GIVEN REQUEST -
Print the entire listing. Each line must match the original exactly.

#### DATASET CONTENT ####

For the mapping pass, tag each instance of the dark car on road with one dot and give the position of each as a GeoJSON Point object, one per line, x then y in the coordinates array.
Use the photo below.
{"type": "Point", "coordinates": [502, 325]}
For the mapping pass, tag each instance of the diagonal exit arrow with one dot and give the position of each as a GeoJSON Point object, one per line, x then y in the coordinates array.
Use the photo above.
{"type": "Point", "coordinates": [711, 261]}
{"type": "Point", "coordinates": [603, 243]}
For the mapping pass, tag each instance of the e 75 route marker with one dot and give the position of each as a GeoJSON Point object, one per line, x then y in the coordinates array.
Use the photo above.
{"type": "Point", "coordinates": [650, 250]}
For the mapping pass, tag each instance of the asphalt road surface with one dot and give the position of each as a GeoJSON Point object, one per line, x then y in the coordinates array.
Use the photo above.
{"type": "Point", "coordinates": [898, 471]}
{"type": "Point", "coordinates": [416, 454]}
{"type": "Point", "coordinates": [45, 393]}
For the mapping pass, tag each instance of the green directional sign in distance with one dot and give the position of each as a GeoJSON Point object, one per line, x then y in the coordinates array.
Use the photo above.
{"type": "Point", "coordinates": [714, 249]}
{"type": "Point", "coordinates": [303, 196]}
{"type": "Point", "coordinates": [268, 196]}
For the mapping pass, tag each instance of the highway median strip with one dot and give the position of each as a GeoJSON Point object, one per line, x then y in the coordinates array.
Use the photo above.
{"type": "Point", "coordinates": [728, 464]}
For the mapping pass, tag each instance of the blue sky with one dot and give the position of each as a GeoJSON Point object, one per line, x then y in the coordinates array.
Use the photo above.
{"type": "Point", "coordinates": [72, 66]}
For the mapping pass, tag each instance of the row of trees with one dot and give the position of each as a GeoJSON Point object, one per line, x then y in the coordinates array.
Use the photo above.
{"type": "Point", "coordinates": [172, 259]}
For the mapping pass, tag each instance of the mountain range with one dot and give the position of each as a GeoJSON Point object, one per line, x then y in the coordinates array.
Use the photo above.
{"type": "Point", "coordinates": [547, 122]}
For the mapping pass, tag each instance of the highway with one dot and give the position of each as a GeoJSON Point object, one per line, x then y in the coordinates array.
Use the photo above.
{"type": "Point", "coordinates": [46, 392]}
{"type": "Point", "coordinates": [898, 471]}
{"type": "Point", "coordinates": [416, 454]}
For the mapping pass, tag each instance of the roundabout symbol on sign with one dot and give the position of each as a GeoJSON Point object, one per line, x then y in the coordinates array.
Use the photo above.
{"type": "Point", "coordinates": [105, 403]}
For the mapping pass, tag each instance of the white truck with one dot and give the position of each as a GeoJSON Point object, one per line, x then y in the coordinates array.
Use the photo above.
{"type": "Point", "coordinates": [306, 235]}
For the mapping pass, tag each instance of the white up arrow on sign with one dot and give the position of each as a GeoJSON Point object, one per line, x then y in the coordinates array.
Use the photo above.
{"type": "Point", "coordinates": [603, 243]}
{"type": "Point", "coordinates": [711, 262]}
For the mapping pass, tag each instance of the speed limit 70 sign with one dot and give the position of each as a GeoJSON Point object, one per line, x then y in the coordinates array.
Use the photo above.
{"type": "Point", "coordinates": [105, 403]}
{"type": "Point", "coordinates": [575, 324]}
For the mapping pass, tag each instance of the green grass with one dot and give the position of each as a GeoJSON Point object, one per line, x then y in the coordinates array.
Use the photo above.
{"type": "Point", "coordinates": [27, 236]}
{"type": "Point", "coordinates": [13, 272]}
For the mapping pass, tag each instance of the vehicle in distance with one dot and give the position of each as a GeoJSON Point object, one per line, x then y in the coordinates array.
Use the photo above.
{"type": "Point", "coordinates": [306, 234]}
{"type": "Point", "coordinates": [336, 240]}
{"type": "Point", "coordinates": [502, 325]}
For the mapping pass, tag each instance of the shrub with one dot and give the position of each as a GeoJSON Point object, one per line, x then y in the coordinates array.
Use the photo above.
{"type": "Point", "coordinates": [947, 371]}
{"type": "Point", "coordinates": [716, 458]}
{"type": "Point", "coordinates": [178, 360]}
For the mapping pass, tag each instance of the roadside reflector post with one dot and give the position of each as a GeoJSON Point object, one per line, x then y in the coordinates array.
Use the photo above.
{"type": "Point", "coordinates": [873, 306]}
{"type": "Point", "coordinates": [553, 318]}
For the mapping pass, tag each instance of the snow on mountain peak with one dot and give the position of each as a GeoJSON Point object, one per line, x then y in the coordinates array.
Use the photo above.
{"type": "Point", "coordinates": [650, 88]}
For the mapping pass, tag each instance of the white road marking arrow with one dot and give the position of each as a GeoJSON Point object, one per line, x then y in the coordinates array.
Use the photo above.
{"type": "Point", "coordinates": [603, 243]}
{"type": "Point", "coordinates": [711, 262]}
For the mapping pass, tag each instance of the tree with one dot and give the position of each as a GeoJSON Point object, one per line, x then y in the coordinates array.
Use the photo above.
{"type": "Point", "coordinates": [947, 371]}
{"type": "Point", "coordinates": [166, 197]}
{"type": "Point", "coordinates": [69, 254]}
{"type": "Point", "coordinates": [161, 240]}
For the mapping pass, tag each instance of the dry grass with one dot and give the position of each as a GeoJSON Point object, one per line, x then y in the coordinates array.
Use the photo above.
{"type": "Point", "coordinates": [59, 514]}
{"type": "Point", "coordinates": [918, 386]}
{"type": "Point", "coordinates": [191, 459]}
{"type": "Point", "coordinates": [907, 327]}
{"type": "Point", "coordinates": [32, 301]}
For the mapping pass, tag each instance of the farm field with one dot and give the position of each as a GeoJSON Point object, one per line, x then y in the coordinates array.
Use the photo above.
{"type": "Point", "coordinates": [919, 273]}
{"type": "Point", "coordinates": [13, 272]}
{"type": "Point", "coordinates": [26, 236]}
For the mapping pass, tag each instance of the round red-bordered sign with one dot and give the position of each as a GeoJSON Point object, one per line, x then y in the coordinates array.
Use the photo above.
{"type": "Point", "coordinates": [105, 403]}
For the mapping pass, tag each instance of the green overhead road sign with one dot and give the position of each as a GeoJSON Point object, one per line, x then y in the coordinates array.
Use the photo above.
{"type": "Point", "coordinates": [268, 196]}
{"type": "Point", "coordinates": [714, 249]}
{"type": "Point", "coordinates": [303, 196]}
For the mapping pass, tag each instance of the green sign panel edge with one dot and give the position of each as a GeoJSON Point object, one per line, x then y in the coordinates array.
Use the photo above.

####

RIGHT ANSWER -
For the mapping pass, tag each instance of the dark car on road with one dot and give the position of each as a GeoJSON Point object, one per line, x then y in the coordinates array.
Use the photo below.
{"type": "Point", "coordinates": [502, 325]}
For the mapping pass, tag each instance of the diagonal exit arrow with one dot and give the position of each as a GeoJSON Point object, one per line, x then y in the coordinates array.
Use the photo above.
{"type": "Point", "coordinates": [711, 261]}
{"type": "Point", "coordinates": [603, 243]}
For the mapping pass, tag each instance of the e 75 route marker with one dot and give the position of each as a GeoJSON Point object, one per line, x then y in the coordinates array.
Use the photo above.
{"type": "Point", "coordinates": [650, 250]}
For the mapping pass, tag each instance of the asphalt road surface with one dot and give the position of each as a GeoJSON Point object, one per line, x then y in the coordinates array.
Use the photo above.
{"type": "Point", "coordinates": [898, 471]}
{"type": "Point", "coordinates": [416, 454]}
{"type": "Point", "coordinates": [45, 393]}
For the mapping pass, tag each instance of the green directional sign in distance with one dot and give the position of each as a GeoJSON Point object, one per line, x then y in the coordinates array.
Use the photo above.
{"type": "Point", "coordinates": [714, 249]}
{"type": "Point", "coordinates": [303, 196]}
{"type": "Point", "coordinates": [268, 196]}
For the mapping pass, tag each instance of the highway median strip with one dot and give the position of each as a GeoJSON Point object, one per line, x then y in the coordinates array.
Use the photo above.
{"type": "Point", "coordinates": [728, 464]}
For the mapping pass, tag each instance of the blue sky with one dot and give the position of each as a GeoJSON Point object, one per line, x then y in the coordinates array.
Use the photo above.
{"type": "Point", "coordinates": [72, 66]}
For the mapping pass, tag each instance of the row of trees with one dot and give the position of each as a GeoJSON Point object, one per line, x then y in the coordinates array.
Use the photo above.
{"type": "Point", "coordinates": [172, 259]}
For the mapping pass, tag each instance of the mountain range with one dot and give the position of each as a GeoJSON Point object, one per line, x then y in the coordinates array.
Use the photo above.
{"type": "Point", "coordinates": [547, 122]}
For the mapping pass, tag each instance of the highway with one dot and give the position of each as a GeoJSON Point object, one per line, x then y in the coordinates array.
Use the photo above.
{"type": "Point", "coordinates": [46, 392]}
{"type": "Point", "coordinates": [898, 471]}
{"type": "Point", "coordinates": [416, 454]}
For the mapping pass, tag each instance of the roundabout symbol on sign with one dot and give the position of each as a GeoJSON Point object, one per line, x then y in the coordinates array.
Use the photo above.
{"type": "Point", "coordinates": [105, 403]}
For the mapping pass, tag each instance of the white truck with one dot and give the position of each as a GeoJSON Point object, one per line, x then y in the coordinates array.
Use the photo above.
{"type": "Point", "coordinates": [306, 235]}
For the mapping pass, tag each instance of the white up arrow on sign with one dot and give the position of each as a GeoJSON Point object, one per line, x then y in the coordinates array.
Use the photo above.
{"type": "Point", "coordinates": [603, 243]}
{"type": "Point", "coordinates": [711, 262]}
For the mapping pass, tag each instance of the speed limit 70 sign with one dot and give the position of each as a GeoJSON Point object, one per line, x then y in the coordinates array.
Use the photo above.
{"type": "Point", "coordinates": [105, 403]}
{"type": "Point", "coordinates": [575, 324]}
For the mapping pass, tag each instance of the green grass with one dot and give the position of each as a GeoJSON Point object, one per line, x then y in the coordinates array.
Use the photo above.
{"type": "Point", "coordinates": [27, 236]}
{"type": "Point", "coordinates": [13, 272]}
For the mapping pass, tag each instance of the vehicle in distance with one dot and give the position of each as a GeoJSON Point object, one per line, x then y in the coordinates array.
Use the photo above.
{"type": "Point", "coordinates": [306, 234]}
{"type": "Point", "coordinates": [336, 240]}
{"type": "Point", "coordinates": [502, 325]}
For the mapping pass, tag each instance of the shrub with one dot and give the position of each as a GeoJSON Point object, one per line, x then y in the coordinates array.
Use the photo above.
{"type": "Point", "coordinates": [947, 371]}
{"type": "Point", "coordinates": [716, 458]}
{"type": "Point", "coordinates": [178, 360]}
For the mapping pass, tag each instance of the roadside reflector post with one dot and give the position of each as a GeoJSON Point object, one per line, x then y in the coordinates array.
Use the photo above.
{"type": "Point", "coordinates": [873, 306]}
{"type": "Point", "coordinates": [553, 318]}
For the mapping pass, tag each instance of the snow on mountain peak with one dot and give the position of each as a GeoJSON Point object, one per line, x then y in the coordinates array.
Use the photo above.
{"type": "Point", "coordinates": [650, 88]}
For the mapping pass, tag each instance of the white road marking arrow with one dot and give the position of each as a GeoJSON Point object, one per line, x then y in the coordinates array.
Use the photo above.
{"type": "Point", "coordinates": [603, 243]}
{"type": "Point", "coordinates": [711, 262]}
For the mapping pass, tag each instance of the tree with one dot and give the position of each as a GeoJSON Point object, one per line, x then y in the coordinates array.
Use the photo above.
{"type": "Point", "coordinates": [947, 371]}
{"type": "Point", "coordinates": [166, 197]}
{"type": "Point", "coordinates": [69, 254]}
{"type": "Point", "coordinates": [161, 240]}
For the mapping pass, tag each instance of the dry grass with one dot and give the position of each as a GeoJSON Point object, one per line, x then y in the coordinates array.
Use the photo above.
{"type": "Point", "coordinates": [59, 514]}
{"type": "Point", "coordinates": [918, 386]}
{"type": "Point", "coordinates": [191, 459]}
{"type": "Point", "coordinates": [907, 327]}
{"type": "Point", "coordinates": [32, 301]}
For the mapping pass, tag each instance of the farm field with one dot and give the position of each as a GeoJSON Point object, one per line, x then y in the coordinates array.
Use the photo above.
{"type": "Point", "coordinates": [919, 273]}
{"type": "Point", "coordinates": [13, 272]}
{"type": "Point", "coordinates": [26, 236]}
For the mapping pass, tag each instance of the round red-bordered sign with one dot and give the position of each as a GeoJSON Point object, one per line, x then y in the coordinates array.
Use the photo above.
{"type": "Point", "coordinates": [105, 403]}
For the mapping pass, tag each instance of the green overhead road sign with one dot and give the position of each as a GeoJSON Point object, one per line, x then y in the coordinates array.
Use the photo above.
{"type": "Point", "coordinates": [268, 196]}
{"type": "Point", "coordinates": [714, 249]}
{"type": "Point", "coordinates": [303, 196]}
For the mapping pass, tag each instance of the green sign panel edge with one dot and give the position of each as a GeoJSON Point object, one per line, x then y in the coordinates array.
Use the photo above.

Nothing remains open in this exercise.